(DATA SUPPLIED):
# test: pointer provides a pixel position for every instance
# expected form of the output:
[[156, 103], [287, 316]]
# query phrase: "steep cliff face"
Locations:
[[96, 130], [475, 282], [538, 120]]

(THE PROBLEM):
Each entry above should be written again exactly.

(FINAL ANSWER):
# test: pointer provides a pixel position for every instance
# expected form of the output:
[[156, 103], [287, 316]]
# query phrase: "steep cliff face"
Locations:
[[96, 130], [475, 282], [538, 120]]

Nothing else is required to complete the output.